For the following reasons, the appeal is dismissed.
II. BACKGROUND
Section 50(1) of the SABS-1996 states:
An insured person shall not commence a mediation proceeding under section 280 of the Act unless,
(a) the insured person notified the insurer of the circumstances giving rise to a claim for a benefit and submitted an application for the benefit within the times prescribed by this Part;2
Section 32(3) prescribes the time for submitting an application for a benefit - within 30 days after the insured person receives the application forms from the insurer. Section 31(1) provides that failure to comply "does not disentitle the person to a benefit if the person has a reasonable explanation."
The Arbitrator carefully reviewed the evidence he heard about the parties' dealings, and there is no need to repeat his detailed findings here. Mr. McIntosh was involved in an automobile accident on April 21, 2000. He provided some information to Allstate, but "did not submit an Application for Benefits on the forms provided by Allstate until January 30, 2002,"3 much longer than 30 days after he received the forms in the early days of the claim.4
The Arbitrator concluded that s. 32(3) does not require completion of the approved forms supplied by the insurer, but requires only that the claimant provide sufficient information to allow the insurer to begin adjusting the claim. Considering "the totality of the parties' dealings with each other," including Mr. McIntosh's meetings and telephone conversations with Allstate's adjusters and the Disability Certificate and Treatment Plan submitted by his family doctor, the Arbitrator concluded: "Allstate had ample information to begin the process of adjusting Mr. McIntosh's claim . . . by July 6, 2000, within thirty days of Mr. McIntosh receiving the application forms."5 In any event, he found that Allstate had not satisfied its obligations under s. 32(2)(c) because it had not explained to Mr. McIntosh that failure to make a timely application could prevent him from proceeding.6
Therefore, the Arbitrator concluded that Mr. McIntosh was not barred from proceeding under s. 50(1)(a). He did not find it necessary to consider whether Mr. McIntosh could avail himself of s. 31(1), or whether Allstate waived s. 50(1)(a) by making a settlement offer.

[Data for analysis]
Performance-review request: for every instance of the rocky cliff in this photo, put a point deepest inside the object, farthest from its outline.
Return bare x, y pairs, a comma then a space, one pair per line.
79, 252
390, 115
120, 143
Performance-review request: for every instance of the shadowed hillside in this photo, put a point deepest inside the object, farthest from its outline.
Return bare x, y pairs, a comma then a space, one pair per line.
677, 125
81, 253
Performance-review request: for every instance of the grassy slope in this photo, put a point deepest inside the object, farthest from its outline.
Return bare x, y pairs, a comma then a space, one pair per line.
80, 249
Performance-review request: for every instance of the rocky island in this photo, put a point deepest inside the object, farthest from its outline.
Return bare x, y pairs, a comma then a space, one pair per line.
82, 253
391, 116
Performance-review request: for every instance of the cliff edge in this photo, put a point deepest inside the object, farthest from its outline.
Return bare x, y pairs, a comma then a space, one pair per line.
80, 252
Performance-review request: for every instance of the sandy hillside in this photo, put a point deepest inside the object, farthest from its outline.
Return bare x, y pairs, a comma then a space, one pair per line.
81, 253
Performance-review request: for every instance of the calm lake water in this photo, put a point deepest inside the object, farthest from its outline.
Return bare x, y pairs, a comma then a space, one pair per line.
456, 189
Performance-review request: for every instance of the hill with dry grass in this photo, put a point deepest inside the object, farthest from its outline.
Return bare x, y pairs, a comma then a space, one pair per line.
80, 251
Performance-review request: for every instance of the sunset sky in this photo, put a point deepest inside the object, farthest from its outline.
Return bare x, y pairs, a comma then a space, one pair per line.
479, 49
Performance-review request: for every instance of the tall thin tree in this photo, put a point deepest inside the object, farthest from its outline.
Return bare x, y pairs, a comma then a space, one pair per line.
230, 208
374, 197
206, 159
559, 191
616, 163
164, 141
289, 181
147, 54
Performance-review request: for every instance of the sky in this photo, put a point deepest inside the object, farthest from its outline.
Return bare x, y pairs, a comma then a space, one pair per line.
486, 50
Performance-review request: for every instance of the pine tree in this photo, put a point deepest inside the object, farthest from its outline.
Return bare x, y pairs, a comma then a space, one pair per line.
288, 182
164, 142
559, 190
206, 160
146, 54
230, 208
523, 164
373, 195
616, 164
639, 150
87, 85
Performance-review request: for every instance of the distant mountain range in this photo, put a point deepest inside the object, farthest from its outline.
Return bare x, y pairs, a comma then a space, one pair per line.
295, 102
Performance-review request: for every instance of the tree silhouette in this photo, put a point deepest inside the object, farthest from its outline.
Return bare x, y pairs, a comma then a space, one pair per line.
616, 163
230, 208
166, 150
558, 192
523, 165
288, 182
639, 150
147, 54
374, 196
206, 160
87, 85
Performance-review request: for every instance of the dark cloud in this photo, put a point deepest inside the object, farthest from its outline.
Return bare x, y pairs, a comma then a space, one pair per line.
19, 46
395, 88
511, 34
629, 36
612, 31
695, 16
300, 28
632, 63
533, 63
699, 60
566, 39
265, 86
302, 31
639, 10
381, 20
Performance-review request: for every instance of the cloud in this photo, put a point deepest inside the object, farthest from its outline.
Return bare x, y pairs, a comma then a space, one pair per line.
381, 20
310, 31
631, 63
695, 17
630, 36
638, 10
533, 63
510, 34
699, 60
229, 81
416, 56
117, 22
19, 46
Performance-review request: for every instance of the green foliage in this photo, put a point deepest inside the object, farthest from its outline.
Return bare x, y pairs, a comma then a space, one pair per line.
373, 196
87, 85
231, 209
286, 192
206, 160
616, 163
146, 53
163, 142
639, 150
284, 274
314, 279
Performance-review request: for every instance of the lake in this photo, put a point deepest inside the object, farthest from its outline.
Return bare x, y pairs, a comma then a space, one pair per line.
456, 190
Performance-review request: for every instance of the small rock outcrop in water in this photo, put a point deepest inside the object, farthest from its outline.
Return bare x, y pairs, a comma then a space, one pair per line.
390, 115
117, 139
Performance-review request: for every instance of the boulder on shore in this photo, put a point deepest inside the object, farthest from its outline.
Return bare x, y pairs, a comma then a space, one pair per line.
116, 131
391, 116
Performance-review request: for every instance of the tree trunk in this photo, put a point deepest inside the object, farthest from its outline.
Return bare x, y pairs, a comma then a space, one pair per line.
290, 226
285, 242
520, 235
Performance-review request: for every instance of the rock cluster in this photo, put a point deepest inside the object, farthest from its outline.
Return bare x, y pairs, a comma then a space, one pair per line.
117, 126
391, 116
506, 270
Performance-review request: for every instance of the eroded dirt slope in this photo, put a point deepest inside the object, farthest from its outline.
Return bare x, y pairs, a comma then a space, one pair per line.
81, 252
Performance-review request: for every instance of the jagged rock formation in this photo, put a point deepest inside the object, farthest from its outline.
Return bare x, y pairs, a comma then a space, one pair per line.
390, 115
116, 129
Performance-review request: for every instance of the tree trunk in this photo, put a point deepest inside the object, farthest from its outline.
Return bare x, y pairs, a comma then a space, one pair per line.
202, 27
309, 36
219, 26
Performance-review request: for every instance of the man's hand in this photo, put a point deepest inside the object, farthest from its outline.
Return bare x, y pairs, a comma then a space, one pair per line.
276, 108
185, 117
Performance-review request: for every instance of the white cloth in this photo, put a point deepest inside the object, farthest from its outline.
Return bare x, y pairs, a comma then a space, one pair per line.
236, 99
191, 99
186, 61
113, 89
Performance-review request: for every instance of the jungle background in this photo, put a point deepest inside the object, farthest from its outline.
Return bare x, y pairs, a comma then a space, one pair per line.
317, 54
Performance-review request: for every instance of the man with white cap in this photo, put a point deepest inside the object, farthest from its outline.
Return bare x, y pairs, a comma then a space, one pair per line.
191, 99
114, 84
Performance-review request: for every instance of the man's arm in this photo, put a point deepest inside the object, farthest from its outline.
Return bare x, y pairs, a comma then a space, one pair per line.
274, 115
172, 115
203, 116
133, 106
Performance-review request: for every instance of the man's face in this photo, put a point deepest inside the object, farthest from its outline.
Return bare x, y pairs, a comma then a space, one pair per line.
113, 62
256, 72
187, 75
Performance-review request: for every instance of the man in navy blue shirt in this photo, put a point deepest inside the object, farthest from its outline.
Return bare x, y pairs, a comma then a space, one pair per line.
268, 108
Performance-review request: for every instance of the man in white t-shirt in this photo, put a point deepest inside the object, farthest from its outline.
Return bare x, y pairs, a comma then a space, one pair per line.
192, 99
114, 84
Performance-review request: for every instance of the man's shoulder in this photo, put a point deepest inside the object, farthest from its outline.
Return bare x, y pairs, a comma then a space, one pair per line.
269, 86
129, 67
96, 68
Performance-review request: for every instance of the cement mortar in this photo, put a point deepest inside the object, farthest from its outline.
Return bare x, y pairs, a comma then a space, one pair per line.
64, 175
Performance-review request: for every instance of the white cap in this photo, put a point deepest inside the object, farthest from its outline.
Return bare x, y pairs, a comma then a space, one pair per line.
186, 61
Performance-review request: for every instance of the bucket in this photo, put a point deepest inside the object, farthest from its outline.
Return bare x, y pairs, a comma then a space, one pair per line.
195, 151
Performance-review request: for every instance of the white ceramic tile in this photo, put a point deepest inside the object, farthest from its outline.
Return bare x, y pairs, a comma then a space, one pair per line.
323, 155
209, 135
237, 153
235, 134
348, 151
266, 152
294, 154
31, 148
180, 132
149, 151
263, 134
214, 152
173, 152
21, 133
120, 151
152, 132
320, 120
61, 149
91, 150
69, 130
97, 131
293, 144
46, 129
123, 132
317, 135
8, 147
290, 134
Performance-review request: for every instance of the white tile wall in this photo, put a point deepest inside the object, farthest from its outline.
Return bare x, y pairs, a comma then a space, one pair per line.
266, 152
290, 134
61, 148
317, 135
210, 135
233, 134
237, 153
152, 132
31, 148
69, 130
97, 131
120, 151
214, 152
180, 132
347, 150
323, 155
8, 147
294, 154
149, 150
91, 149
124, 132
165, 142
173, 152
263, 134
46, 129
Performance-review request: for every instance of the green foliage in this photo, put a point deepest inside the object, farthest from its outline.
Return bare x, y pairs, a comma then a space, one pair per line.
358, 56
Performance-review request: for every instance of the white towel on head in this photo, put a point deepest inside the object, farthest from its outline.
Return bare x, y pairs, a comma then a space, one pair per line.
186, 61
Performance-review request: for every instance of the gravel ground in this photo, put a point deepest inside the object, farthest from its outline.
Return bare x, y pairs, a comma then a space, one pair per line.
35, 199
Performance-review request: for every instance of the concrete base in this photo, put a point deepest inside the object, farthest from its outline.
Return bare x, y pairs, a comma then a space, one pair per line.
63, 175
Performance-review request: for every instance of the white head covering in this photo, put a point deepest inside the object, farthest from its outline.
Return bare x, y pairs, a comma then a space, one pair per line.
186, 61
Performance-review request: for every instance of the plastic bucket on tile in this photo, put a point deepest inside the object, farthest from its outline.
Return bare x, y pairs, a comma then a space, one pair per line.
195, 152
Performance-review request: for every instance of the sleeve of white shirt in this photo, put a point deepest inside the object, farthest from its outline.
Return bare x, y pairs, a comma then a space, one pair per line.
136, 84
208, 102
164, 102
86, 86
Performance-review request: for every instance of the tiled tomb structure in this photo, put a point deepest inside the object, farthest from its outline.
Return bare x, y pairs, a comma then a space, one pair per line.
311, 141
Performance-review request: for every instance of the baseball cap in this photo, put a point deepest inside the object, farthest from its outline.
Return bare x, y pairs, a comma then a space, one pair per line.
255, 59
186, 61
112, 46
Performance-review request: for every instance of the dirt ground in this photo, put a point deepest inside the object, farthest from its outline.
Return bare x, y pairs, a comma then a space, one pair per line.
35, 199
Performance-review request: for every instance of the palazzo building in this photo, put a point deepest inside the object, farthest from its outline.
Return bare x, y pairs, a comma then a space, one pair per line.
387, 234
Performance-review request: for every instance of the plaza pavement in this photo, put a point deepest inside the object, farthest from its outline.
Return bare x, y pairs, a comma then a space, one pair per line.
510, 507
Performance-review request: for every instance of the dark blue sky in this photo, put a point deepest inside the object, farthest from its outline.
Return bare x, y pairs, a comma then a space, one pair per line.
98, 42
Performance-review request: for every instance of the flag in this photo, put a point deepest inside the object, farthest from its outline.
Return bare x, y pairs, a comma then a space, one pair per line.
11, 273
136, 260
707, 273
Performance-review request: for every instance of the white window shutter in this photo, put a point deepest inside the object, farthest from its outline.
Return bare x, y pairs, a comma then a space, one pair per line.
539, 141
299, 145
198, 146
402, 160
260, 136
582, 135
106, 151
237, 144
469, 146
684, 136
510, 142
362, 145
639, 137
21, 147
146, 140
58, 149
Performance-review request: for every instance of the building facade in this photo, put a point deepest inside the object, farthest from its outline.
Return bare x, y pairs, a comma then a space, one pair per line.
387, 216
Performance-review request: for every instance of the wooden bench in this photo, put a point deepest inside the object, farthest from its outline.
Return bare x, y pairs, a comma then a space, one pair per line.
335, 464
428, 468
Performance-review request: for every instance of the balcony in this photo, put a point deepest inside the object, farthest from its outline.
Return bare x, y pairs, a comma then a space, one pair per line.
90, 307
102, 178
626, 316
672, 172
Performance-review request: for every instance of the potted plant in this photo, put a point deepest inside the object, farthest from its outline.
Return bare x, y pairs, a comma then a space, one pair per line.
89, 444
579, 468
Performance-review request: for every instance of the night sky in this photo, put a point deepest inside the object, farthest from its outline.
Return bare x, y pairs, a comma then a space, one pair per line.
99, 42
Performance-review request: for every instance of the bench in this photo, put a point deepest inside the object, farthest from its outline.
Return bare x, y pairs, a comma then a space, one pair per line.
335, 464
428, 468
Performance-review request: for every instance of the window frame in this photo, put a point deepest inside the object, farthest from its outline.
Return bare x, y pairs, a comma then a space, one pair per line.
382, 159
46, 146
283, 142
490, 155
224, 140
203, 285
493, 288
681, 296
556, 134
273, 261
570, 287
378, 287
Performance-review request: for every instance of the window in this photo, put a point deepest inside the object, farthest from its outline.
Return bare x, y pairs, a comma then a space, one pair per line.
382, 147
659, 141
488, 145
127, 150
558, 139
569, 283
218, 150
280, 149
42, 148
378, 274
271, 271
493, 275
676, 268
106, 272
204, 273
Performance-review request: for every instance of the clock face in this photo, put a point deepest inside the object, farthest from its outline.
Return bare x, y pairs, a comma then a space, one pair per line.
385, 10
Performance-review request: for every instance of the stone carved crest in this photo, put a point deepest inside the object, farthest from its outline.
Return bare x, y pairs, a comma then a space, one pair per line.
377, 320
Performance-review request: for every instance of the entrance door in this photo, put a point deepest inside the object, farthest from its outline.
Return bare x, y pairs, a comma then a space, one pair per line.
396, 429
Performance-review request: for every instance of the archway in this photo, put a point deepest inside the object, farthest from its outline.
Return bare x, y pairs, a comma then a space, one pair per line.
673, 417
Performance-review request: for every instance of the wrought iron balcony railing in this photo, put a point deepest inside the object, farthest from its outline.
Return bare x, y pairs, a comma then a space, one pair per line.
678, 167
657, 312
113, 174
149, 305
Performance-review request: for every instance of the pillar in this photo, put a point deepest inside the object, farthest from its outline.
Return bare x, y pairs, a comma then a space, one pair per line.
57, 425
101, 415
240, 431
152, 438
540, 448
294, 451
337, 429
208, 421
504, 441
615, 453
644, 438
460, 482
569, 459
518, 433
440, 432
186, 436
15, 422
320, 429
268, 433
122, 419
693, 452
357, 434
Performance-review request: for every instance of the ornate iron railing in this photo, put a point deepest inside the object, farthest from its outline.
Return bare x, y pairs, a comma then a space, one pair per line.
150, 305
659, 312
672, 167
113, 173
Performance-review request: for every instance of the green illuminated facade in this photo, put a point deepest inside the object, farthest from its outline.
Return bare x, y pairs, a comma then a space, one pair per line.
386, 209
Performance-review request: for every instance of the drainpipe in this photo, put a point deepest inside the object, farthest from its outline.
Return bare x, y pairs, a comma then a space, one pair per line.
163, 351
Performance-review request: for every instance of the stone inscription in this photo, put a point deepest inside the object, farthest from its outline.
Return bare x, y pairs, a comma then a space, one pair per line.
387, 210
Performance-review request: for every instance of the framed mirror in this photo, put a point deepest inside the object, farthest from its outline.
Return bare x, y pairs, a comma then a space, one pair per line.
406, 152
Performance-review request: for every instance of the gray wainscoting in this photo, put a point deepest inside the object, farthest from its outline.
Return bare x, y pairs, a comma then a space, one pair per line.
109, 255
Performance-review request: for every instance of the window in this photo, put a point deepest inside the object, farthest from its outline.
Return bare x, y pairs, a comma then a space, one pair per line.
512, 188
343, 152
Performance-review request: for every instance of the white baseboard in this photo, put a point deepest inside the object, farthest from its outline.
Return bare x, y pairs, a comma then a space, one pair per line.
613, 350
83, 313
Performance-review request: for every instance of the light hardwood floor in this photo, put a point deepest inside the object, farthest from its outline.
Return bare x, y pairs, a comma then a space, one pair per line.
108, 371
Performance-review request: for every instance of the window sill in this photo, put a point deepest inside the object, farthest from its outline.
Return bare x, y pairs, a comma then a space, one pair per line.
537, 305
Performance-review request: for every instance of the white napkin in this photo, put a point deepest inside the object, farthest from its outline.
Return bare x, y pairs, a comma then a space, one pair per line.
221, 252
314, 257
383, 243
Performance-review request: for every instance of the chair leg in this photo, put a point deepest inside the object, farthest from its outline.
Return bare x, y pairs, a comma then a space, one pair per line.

[What to work on]
(1) According to the appeal decision on Mr. McIntosh's benefits claim, on what date was he involved in an automobile accident?
(2) List every calendar date that appears in the appeal decision on Mr. McIntosh's benefits claim.
(3) Pick up the appeal decision on Mr. McIntosh's benefits claim after its final sentence and carry it forward.

[Answer set]
(1) April 21, 2000

(2)
April 21, 2000
January 30, 2002
July 6, 2000

(3)
For the purposes of the appeal, Allstate concedes that the focus of s. 32(3) is the sufficiency of information, not use of the approved forms. Allstate submits that the Arbitrator erred in finding that the applicant need only provide information sufficient to allow the insurer to begin adjusting the claim. It contends that the information provided must be sufficient to allow the insurer to act on it and meet its obligations for timely benefit payment. It submits that Mr. McIntosh did not satisfy this requirement until early 2002, when his counsel finally submitted completed application forms, including an Employer's Confirmation of Income, on his behalf.
III. ANALYSIS
The Arbitrator stated, "the jurisprudence is somewhat at odds as to what, precisely, an insured must submit to an insurer in order to comply with section 32(3). 7 He considered two arbitration decisions (H'ng et al. and Allstate Insurance Company of Canada8 and Lopez and Canadian General Insurance Group9) and a court decision (Liberty Mutual Insurance Company v. The Commerce Insurance Company)10 Allstate submits he erred in not considering the Hng and Allstate appeal decision,11 which was upheld on judicial review,12 or the Lopez and Canadian General appeal decision,13 and in preferring the approach taken in Liberty Mutual v. The Commerce, a decision of a Superior Court judge on appeal from a priority dispute arbitration under the Arbitration Act, 1991.
In my view, the Arbitrator's failure to refer to the two appeal decisions was not fatal to his decision and he did not err in considering the judicial decision. Though the decisions do vary somewhat in their approach, I find that the Commission and the courts have taken a relatively consistent approach to the issue, an approach that recognizes the remedial nature of automobile insurance legislation and emphasizes substantial rather than technical compliance with notice provisions.
H’ng and Allstate concerned s. 59(3) of the SABS-1994, which is similar to s. 32(3) of the SABS-1996 except that the time limit is 90 days rather than 30 days; s. 59(4) is identical to s. 31(1). The claimants were the parents of the deceased insured person. Their lawyer wrote Allstate to ask for the forms required to apply for payment of funeral expenses and "any death benefits” they were entitled to. The letter also included information suggesting a possible Family Law Act claim on the basis of the deceased's support of his parents. Allstate provided the Accident Benefits Application Package (OCF-1, -2 and -3), but not the Application for Death or Funeral Benefit (OCF-4), which is not part of the package. The parents' lawyer obtained and submitted an OCF-4, but did not submit an OCF-1. Allstate paid the funeral and travel expenses claimed in the OCF-4, but neither paid nor denied a death benefit. Its adjuster testified she adjusted the claim based on the application alone, without considering the covering letter or a subsequent letter in which the lawyer asked whether "anyone else” had made a claim for dependant's death benefits.
When the parents' new counsel submitted an application specifically claiming death benefits, the Insurer relied on s. 59(3). It argued that the timely OCF-4 submitted on behalf of the parents did not identify a claim for a death benefit, and that the subsequent OCF-1, submitted about a year later, was late without a reasonable explanation.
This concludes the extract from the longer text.